* **Attività da svolgere**:
1) Trascriva fedelmente il brano del testo sul rincaro dei prezzi alimentari da "A spingere i" a "dinamiche per tutti.".
2) Risponda alle seguenti domande in base al testo sul rincaro dei prezzi alimentari:
(a) Di quanto sono aumentati in media i prezzi a luglio secondo l'Istat?
(b) Quale aumento su base annua registra la frutta?
(c) Chi è il presidente di Legacoop Agroalimentare?
3) Prosegua il testo sul rincaro dei prezzi alimentari dopo l'ultima frase riportata.

* **Testo fornito**:
####
Quando l’estate cede il passo e cala il sipario sul tormentone del caro-spiagge, a tornare protagonista sarà il carrello della spesa. Perché i prezzi del cibo non rallentano, anzi corrono più veloci di tutto il resto. L’Istat, nei dati di luglio, registra un aumento medio dei prezzi dell’1,7%, ma gli alimentari e le bevande segnano un balzo del 3,9%, quasi il doppio. Una percentuale che si traduce in numeri concreti: secondo Legacoop Agroalimentare, la maggiore spesa annua per una famiglia è di 535,50 euro, di cui ben 190,40 dovuti solo alla voce “alimentari”.

Un conto salato che pesa soprattutto sulle famiglie con redditi più bassi, dove il cibo rappresenta una quota molto più ampia delle uscite complessive. L’Istat segnala che la forbice tra il quinto più ricco e quello più povero della popolazione si è leggermente ridotta negli ultimi mesi, ma resta una maggiorazione dello 0,2% a carico delle famiglie meno abbienti. Piccola differenza, che però significa centinaia di euro in più da sborsare proprio dove il bilancio domestico è già al limite.

A spingere i prezzi verso l’alto sono soprattutto gli alimentari non lavorati: il tasso di crescita è passato in un mese dal 4,2% al 5,1%. Colpa, spiegano gli analisti, dei vegetali freschi o refrigerati, ma soprattutto della frutta che segna un’impennata dell’8,8% su base annua. Male anche le carni, con un più 4,9%. Meno peggio i prodotti lavorati, che comunque passano dal 2,7% al 2,8%, restando sopra la media generale.

«Questi numeri si inseriscono in un dibattito estivo molto concentrato sul “caro-ombrellone” – sottolinea Cristian Maretti, presidente di Legacoop Agroalimentare – ma a settembre torneremo inevitabilmente a discutere dei fondamentali: la scarsa produttività e attrattività del Paese, l’aumento delle aree a rischio povertà». Parole che fotografano un quadro in cui il costo della vita non segue le stesse dinamiche per tutti.

Le cause? Innanzitutto i costi di produzione, che non sono tornati ai livelli prebellici. L’energia resta ancora del 50% più cara rispetto a prima della guerra in Ucraina, trascinando verso l’alto l’intera filiera agroalimentare. A questo si sommano gli eventi meteorologici estremi: alluvioni e grandinate al Nord, siccità record al Sud, con falde impoverite e carenze strutturali nei sistemi di raccolta e distribuzione dell’acqua.
####
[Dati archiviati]
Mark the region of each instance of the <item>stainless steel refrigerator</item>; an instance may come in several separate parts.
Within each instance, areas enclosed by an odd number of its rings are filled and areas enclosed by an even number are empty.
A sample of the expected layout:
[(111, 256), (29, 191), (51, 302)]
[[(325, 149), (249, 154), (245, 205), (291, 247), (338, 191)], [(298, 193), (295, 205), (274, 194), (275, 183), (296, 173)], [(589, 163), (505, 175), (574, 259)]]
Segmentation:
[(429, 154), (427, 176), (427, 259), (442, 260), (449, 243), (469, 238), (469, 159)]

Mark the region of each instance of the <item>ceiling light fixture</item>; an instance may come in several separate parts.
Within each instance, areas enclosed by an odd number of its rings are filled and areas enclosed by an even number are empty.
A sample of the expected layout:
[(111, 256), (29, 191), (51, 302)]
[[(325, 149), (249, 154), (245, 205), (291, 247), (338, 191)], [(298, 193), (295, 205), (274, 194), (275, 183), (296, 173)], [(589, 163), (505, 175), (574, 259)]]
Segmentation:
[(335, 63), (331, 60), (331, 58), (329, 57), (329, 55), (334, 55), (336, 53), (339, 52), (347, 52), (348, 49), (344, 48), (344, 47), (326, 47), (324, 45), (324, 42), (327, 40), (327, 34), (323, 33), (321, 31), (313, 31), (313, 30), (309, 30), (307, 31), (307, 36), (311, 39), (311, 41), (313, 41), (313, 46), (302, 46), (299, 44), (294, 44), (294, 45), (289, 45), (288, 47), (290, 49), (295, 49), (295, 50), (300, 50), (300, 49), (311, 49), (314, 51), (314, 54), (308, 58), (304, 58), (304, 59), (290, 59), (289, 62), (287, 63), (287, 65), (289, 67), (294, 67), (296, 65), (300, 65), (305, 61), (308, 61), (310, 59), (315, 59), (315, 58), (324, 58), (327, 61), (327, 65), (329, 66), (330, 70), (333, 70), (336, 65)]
####
* **Risposte**:
1)
A spingere i prezzi verso l’alto sono soprattutto gli alimentari non lavorati: il tasso di crescita è passato in un mese dal 4,2% al 5,1%. Colpa, spiegano gli analisti, dei vegetali freschi o refrigerati, ma soprattutto della frutta che segna un’impennata dell’8,8% su base annua. Male anche le carni, con un più 4,9%. Meno peggio i prodotti lavorati, che comunque passano dal 2,7% al 2,8%, restando sopra la media generale.

«Questi numeri si inseriscono in un dibattito estivo molto concentrato sul “caro-ombrellone” – sottolinea Cristian Maretti, presidente di Legacoop Agroalimentare – ma a settembre torneremo inevitabilmente a discutere dei fondamentali: la scarsa produttività e attrattività del Paese, l’aumento delle aree a rischio povertà». Parole che fotografano un quadro in cui il costo della vita non segue le stesse dinamiche per tutti.

2)
(a) Dell'1,7%.
(b) L'8,8%.
(c) Cristian Maretti.

3)
Una situazione che le associazioni di categoria hanno definito peggiore perfino di quella del 2024. Non stupisce, dunque, che nella top ten dei rincari redatta da Repubblica utilizzando i dati Istat ci siano agrumi come arance (+14%) e altri agrumi (+17,9%). Seguono alimenti insospettabili: caffè, cacao e cioccolato in polvere, ma anche il burro, ingrediente base che entra in centinaia di preparazioni quotidiane.

Il fenomeno, però, non è solo italiano. L’ultimo rapporto Onu sullo “Stato della sicurezza alimentare e della nutrizione nel mondo” parla chiaro: i prezzi alimentari sono cresciuti ininterrottamente negli ultimi due anni.

Le conseguenze in Africa sono devastanti: il numero delle persone che non possono permettersi una dieta sana è salito da 864 milioni nel 2019 a un miliardo nel 2024. Nei Paesi a basso reddito il salto è stato da 464 a 545 milioni, mentre in quelli a reddito medio-basso si è passati da 791 a 869 milioni.

Dati che allontanano di fatto l’obiettivo dell’Agenda Onu: sconfiggere la malnutrizione infantile entro il 2030. Il paradosso è che l’inflazione generale sembra raffreddarsi, mentre quella alimentare continua a bruciare.
Una “doppia velocità” che non solo aggrava le disuguaglianze, ma mina la fiducia dei cittadini, già provata da anni di pandemia, guerra e instabilità economica.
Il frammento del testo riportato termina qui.